— Start Data —
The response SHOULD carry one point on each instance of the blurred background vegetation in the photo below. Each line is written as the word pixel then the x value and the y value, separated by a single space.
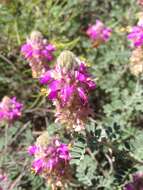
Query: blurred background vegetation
pixel 117 100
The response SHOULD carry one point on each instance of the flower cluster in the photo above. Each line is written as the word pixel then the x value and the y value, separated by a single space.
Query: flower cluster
pixel 136 36
pixel 51 159
pixel 38 53
pixel 136 61
pixel 137 183
pixel 10 109
pixel 5 182
pixel 98 33
pixel 69 84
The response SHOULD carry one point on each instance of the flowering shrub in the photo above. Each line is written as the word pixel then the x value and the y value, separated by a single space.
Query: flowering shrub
pixel 80 134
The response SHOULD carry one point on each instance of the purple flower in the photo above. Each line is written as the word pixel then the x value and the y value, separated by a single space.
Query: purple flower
pixel 99 33
pixel 137 182
pixel 49 158
pixel 136 36
pixel 10 109
pixel 32 150
pixel 69 84
pixel 38 166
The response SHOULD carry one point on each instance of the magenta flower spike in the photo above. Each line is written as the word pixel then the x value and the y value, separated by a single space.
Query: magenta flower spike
pixel 51 159
pixel 10 109
pixel 99 33
pixel 69 84
pixel 136 36
pixel 137 182
pixel 38 52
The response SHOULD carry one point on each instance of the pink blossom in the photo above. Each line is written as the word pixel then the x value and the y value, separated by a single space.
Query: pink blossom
pixel 136 36
pixel 32 150
pixel 10 109
pixel 69 84
pixel 137 182
pixel 50 158
pixel 99 32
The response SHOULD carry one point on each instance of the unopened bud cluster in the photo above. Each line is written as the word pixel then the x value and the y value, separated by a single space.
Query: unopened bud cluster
pixel 38 52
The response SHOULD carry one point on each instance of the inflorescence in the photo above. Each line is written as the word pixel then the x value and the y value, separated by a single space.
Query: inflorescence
pixel 10 109
pixel 69 84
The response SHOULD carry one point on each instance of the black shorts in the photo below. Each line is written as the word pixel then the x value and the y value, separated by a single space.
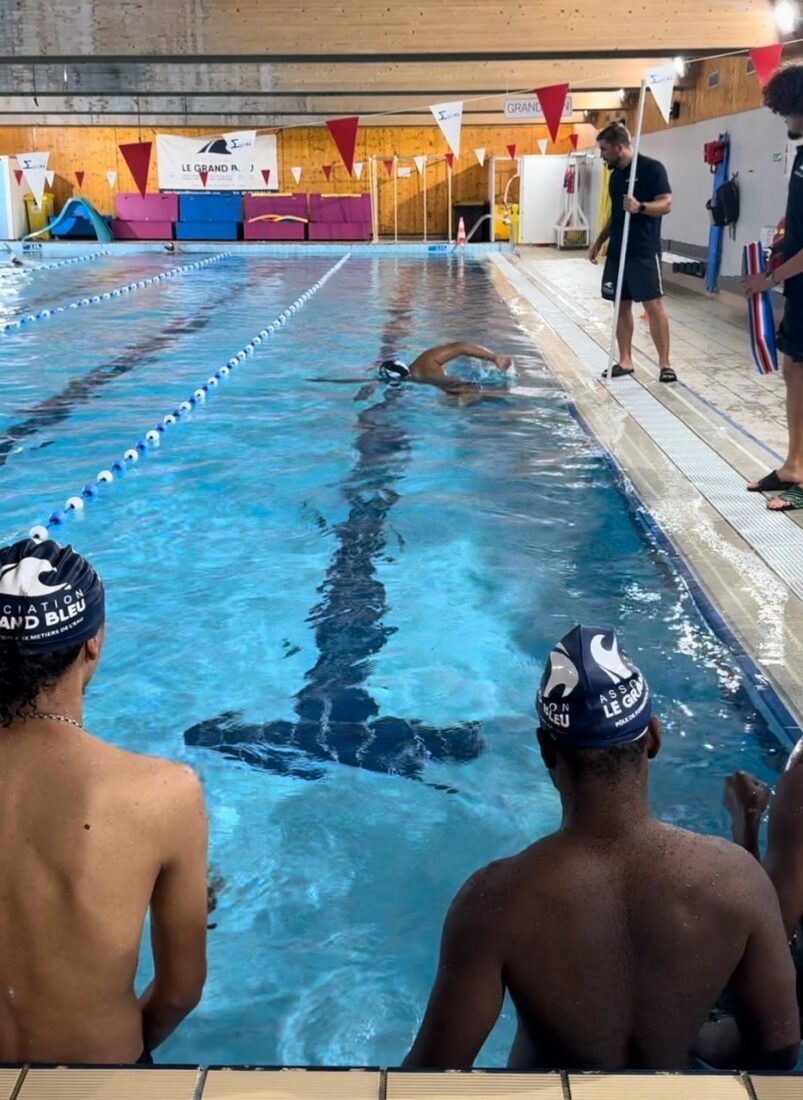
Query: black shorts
pixel 642 278
pixel 790 331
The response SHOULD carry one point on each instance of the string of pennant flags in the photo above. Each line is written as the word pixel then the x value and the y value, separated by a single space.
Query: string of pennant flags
pixel 449 116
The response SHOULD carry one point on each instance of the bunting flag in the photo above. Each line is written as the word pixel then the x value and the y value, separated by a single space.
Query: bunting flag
pixel 767 61
pixel 138 157
pixel 552 100
pixel 661 84
pixel 344 133
pixel 449 118
pixel 34 168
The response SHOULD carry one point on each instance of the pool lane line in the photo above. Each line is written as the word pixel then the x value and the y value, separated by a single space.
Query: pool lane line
pixel 152 438
pixel 35 268
pixel 118 292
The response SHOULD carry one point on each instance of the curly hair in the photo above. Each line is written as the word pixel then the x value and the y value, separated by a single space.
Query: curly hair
pixel 783 95
pixel 23 677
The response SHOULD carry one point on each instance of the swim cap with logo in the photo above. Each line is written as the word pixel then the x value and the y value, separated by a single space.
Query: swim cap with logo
pixel 50 597
pixel 393 371
pixel 591 694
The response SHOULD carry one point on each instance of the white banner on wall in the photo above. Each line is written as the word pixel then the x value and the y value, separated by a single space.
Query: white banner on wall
pixel 234 162
pixel 528 109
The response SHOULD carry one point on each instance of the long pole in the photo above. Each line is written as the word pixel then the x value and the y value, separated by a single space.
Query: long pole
pixel 626 230
pixel 449 198
pixel 395 198
pixel 424 176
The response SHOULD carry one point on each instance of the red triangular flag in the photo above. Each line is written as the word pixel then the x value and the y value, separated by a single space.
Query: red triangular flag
pixel 552 100
pixel 767 61
pixel 138 156
pixel 344 133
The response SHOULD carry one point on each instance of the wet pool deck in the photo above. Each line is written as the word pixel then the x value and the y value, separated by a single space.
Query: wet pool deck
pixel 686 450
pixel 199 1084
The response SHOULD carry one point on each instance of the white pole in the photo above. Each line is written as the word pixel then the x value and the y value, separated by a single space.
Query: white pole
pixel 449 198
pixel 424 176
pixel 395 198
pixel 626 230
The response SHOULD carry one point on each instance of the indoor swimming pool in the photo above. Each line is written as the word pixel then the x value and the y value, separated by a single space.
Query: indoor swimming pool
pixel 336 605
— End Data —
> **Exercise objective**: Write out everything from the start of the listing down to the line containing "pixel 117 100", both ends included and every line of text kept, adding 68 to each pixel coordinate in the answers. Leave the pictures out.

> **In response**:
The response SHOULD carry one point on each instance of the blurred background vegetation in the photo below. Each line is written as the word pixel then the x value and the y value, separated by a single space.
Query: blurred background vegetation
pixel 185 168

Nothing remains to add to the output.